## Text section
start

PERFORMANCE-VESTED RESTRICTED STOCK UNIT AGREEMENT PURSUANT TO THE GNC HOLDINGS, INC. 2015 STOCK AND INCENTIVE PLAN

EX-10.15 4 a1015formofperformance-ves.htm EXHIBIT 10.15 Exhibit

Exhibit 10.15

PERFORMANCE-VESTED RESTRICTED STOCK UNIT AGREEMENT
PURSUANT TO THE
GNC HOLDINGS, INC. 2015 STOCK AND INCENTIVE PLAN

AGREEMENT (the “Agreement”), dated as of [ ] (the “Grant Date”), between GNC Holdings, Inc., a Delaware corporation (the “Company”), and [ ] (the “Participant”). Capitalized terms used but not defined herein shall have the meanings ascribed to them in the GNC Holdings, Inc. 2015 Stock and Incentive Plan (the “Plan”).
1.    Grant of Performance-Vested Restricted Stock Units. The Company hereby awards to the Participant a target amount of [ ] performance-vested restricted stock units (the “PSUs”) as of the Grant Date, subject to adjustment as provided in Section 4.2 of the Plan. The target amount of PSUs represents the right to receive an equivalent number of shares of Common Stock upon achievement of the performance goals referenced in Section 2 below at the target level of achievement set forth in Exhibit A, subject to the other terms and conditions hereof.
2. Terms of PSUs.
(a)     Performance Period. The performance period for the PSUs shall be the period commencing on January 1, [ ] and ending on December 31, [ ] (the “Performance Period”).
(b) Performance Goals.
(i)    The PSUs may be earned based on the achievement of the objective performance criteria as described in Exhibit A measured over the Performance Period and the Participant’s continuous employment with the Company through the Performance Period.

end

## To be done
1. List every term that the stock unit agreement defines in quotation marks within parentheses.
2. Turn the paragraph of the stock unit agreement beginning "1. Grant of Performance-Vested Restricted Stock Units" into a short bulleted list that keeps its main facts.
3. Return the text of the stock unit agreement word for word, starting with "(b) Performance Goals." and going on through "the Performance Period.".

## Records supplied
start

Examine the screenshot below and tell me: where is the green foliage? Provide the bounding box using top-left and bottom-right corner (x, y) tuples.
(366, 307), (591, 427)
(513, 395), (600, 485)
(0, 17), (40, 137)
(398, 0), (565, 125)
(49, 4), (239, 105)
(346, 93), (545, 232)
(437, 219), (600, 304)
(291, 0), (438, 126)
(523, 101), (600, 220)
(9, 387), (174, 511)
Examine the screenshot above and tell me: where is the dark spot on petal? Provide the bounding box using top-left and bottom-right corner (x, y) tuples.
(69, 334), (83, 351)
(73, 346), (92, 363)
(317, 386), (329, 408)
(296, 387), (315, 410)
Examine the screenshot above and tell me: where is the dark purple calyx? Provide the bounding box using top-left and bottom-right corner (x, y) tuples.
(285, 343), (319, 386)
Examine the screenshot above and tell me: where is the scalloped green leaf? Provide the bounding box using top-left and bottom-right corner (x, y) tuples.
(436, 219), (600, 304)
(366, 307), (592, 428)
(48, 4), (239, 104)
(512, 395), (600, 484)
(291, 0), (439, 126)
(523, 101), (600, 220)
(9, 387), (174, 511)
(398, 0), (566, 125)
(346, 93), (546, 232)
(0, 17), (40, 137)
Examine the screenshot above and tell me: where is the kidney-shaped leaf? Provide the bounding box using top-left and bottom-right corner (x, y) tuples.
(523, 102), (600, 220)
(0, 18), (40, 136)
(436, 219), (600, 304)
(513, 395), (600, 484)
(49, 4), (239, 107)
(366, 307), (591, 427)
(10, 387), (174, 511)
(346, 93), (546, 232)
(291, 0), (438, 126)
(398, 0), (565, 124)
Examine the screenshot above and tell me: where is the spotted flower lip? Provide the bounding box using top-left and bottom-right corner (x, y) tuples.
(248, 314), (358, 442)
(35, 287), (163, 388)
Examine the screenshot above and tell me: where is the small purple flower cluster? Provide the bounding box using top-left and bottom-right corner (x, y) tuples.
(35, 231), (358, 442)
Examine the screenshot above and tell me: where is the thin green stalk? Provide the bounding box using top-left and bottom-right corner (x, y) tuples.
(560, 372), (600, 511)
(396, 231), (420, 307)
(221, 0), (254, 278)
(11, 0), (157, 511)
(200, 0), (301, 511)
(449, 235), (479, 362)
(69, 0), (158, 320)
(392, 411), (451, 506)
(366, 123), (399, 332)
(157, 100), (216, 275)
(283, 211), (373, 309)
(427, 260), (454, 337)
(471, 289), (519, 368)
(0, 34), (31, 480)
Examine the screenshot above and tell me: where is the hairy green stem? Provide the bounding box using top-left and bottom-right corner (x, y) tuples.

end

## Full answers
1.
- Agreement
- Grant Date
- Company
- Participant
- Plan
- PSUs
- Performance Period

2.
- The Company awards the Participant a target amount of [ ] performance-vested restricted stock units (PSUs) as of the Grant Date.
- The award may be adjusted as provided in Section 4.2 of the Plan.
- The target amount gives the right to receive an equal number of shares of Common Stock if the performance goals in Section 2 are met at the target level set in Exhibit A.
- The other terms and conditions of the agreement also apply.

3.
(b) Performance Goals.
(i)    The PSUs may be earned based on the achievement of the objective performance criteria as described in Exhibit A measured over the Performance Period and the Participant’s continuous employment with the Company through the Performance Period.